• **ABOUT THIS TASK**: Write out the records once more, exactly, and keep any image out.

• **INFORMATION SHOWN**:
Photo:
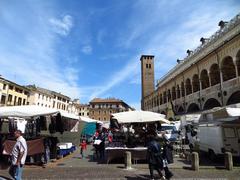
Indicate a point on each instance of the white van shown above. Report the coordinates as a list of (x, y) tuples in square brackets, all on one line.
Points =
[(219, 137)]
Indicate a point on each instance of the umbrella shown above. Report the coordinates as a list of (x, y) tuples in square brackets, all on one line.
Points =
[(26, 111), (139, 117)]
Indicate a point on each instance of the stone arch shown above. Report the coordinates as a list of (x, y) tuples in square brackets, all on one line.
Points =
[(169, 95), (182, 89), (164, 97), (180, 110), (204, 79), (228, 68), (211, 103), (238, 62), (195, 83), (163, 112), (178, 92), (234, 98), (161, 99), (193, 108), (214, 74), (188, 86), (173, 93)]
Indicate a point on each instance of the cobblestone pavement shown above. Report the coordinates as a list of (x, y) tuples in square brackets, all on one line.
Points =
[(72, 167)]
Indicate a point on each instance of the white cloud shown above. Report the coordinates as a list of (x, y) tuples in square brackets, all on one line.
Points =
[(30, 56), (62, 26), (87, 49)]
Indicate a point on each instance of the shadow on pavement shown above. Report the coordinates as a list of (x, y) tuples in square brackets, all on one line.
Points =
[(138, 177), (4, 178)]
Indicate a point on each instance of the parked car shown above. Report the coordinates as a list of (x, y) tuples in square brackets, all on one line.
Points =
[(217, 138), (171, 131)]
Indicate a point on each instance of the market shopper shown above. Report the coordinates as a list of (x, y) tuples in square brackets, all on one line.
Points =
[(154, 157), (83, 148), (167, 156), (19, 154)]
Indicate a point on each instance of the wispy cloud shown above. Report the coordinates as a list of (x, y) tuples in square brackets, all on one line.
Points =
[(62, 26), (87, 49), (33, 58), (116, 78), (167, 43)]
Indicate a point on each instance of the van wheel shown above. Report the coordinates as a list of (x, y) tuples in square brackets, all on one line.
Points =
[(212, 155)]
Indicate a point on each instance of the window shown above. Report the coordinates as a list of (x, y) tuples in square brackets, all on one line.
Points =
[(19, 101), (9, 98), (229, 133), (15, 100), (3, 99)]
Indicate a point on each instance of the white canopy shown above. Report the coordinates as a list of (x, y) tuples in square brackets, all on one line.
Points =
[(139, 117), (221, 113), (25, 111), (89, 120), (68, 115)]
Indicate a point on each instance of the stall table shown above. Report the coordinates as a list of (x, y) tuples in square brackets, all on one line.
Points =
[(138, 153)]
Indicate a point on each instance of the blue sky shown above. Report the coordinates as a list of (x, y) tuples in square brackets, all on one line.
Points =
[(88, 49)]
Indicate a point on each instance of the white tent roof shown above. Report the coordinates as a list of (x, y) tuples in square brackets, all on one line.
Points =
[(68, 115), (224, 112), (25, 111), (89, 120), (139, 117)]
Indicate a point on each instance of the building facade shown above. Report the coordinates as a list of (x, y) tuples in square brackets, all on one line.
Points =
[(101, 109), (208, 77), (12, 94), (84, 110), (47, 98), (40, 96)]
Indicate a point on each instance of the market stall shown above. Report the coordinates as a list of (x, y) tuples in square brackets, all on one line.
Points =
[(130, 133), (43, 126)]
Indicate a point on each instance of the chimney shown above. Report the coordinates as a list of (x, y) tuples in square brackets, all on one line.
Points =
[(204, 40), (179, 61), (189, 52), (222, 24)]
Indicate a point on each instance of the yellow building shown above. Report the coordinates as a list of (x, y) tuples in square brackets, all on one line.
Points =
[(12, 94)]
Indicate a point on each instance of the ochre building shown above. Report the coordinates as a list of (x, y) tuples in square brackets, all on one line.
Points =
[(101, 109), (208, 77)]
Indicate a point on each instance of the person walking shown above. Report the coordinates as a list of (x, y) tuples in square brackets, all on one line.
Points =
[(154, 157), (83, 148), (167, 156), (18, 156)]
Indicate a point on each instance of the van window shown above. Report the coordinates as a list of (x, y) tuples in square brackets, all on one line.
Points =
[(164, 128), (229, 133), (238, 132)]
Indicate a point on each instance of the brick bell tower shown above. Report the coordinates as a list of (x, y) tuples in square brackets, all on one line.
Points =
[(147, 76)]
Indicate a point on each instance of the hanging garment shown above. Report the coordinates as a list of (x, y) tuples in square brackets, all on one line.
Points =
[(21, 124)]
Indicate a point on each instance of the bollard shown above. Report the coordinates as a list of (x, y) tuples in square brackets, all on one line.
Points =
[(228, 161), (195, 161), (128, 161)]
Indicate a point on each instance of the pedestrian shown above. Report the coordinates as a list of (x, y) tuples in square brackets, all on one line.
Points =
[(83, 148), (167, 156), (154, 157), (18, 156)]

• **RESPONSE TO THIS EXERCISE**:
Photo:
Indicate a point on each instance of the white van shown above. Report the coordinates as a list of (x, y) tuples in square brackets, all on one line.
Points =
[(219, 137)]
Indicate a point on each instance of the umbrella shown above. Report the coordinates as a list of (x, y) tuples in square brackets, all on one line.
Points =
[(26, 111), (139, 117)]
Indicate a point on each instance of the stone arch shown above. Report the coordinates as a list of (x, y) tuples in square brackets, all on one line.
Points =
[(169, 95), (182, 89), (164, 97), (180, 110), (204, 79), (228, 68), (211, 103), (238, 62), (195, 83), (163, 112), (178, 92), (234, 98), (161, 99), (193, 108), (214, 74), (188, 86), (173, 93)]
Indicate a point on each instance of the cobblestone pavement shown above. Report the coordinates as a list of (x, y) tuples in square brackets, all on one line.
Points =
[(72, 167)]
Indicate a point on each instance of the white cloud shown above. Report the coordinates as a list of (x, y) tuples in square brackets, all on one line.
Points =
[(30, 56), (62, 26), (87, 49)]
Indicate a point on each instance of the shadow on pavement shown above. Report the coordinates as a list of (x, y) tuples in square brackets, all on one line.
Points =
[(138, 177), (4, 178)]
Indicate a point on each instance of the parked car shown above. Report the coordinates as a list of (x, y) tuples in square brackets, all on one line.
Points =
[(217, 138), (171, 131)]
Indicate a point on each instance of the market shopper shown above. Report the coordinates as a list of (x, y) tuples in square brackets, all on one line.
Points =
[(154, 157), (83, 148), (167, 156), (19, 154)]
Indicate a point on each instance of the wispy cloud shown above. Report the coordinates as a list of (x, y) tuples in square brackets, all on one line.
Points =
[(62, 26), (87, 49), (33, 58), (116, 78), (167, 43)]
Indicate a point on each instance of the van wheel shown above. Report the coordinates as a list of (x, y) tuples in square brackets, all on one line.
Points =
[(212, 155)]
Indicate a point on each instance of the window shown above. Report the coordinates as a list of (x, y) tuples in square brackets, all on one line.
Points =
[(19, 101), (9, 98), (229, 133), (15, 100), (3, 99)]
Indicate a point on each instance of the white canopy shown above. Report the coordinates as a list of (x, y) tuples in square brackets, all on one line.
Points =
[(139, 117), (221, 113), (25, 111), (89, 120), (68, 115)]
Indicate a point on each instance of the stall table shown above. Report the coordinates as a list of (x, y) tuples in square brackets, all on one line.
Points =
[(138, 153)]
Indicate a point on each instance of the blue sky shown above. Report the coordinates as a list of (x, y) tuples in square brackets, all on one line.
Points =
[(88, 49)]
Indicate a point on each instance of the white tent roof shown above. Report the coordinates as a list of (x, y) tuples in square brackets, all on one line.
Points =
[(68, 115), (224, 112), (25, 111), (89, 120), (139, 117)]
Indicate a point on each instance of the building facade shown above. Report the coordinates as a list of (x, y) tuples in square brackets, all on one line.
Points =
[(101, 109), (208, 77), (12, 94), (84, 110), (47, 98), (40, 96)]
Indicate a point on each instance of the market stall shown above. Report the coordinates as a list of (x, y) tuples in square brackets, all on one line.
Points =
[(130, 133), (43, 126)]
Indicate a point on each instance of the chimney shown above. Report the coordinates as a list of (x, y) tuples in square brackets, all on one line.
Points =
[(204, 40), (179, 61), (189, 52), (222, 24)]
Indicate a point on each instance of the yellow building shown above. Report the coordinates as a list of (x, y) tuples in square brackets, all on one line.
Points =
[(12, 94)]
Indicate a point on each instance of the ochre building shown above. Report the coordinates as a list of (x, y) tuples in square brackets, all on one line.
Points =
[(101, 109), (208, 77)]
Indicate a point on each instance of the person walking shown above. Report the coordinates as a list of (x, y) tuples in square brackets, all on one line.
Points =
[(154, 157), (83, 148), (167, 156), (18, 156)]
Indicate a point on each instance of the van window shown above. Report the coordinates as a list of (x, y) tuples in square brackets, all on one line.
Points =
[(164, 128), (229, 133), (238, 132)]
Indicate a point on each instance of the brick bell tower shown above. Report the coordinates as a list of (x, y) tuples in square brackets, all on one line.
Points =
[(147, 76)]
Indicate a point on each instance of the hanging garment shown above. Report the coordinates as a list of (x, y) tuples in square brackets, all on one line.
Points =
[(21, 124)]
Indicate a point on each instance of the bollard shown above. Report the coordinates as a list of (x, y) tuples in square brackets, all on one line.
Points =
[(228, 161), (195, 161), (128, 161)]
Indicate a point on each instance of the pedestrian shown above. Report the coordinates as a list of (x, y) tuples in square brackets, all on one line.
Points =
[(83, 148), (167, 156), (154, 157), (18, 156)]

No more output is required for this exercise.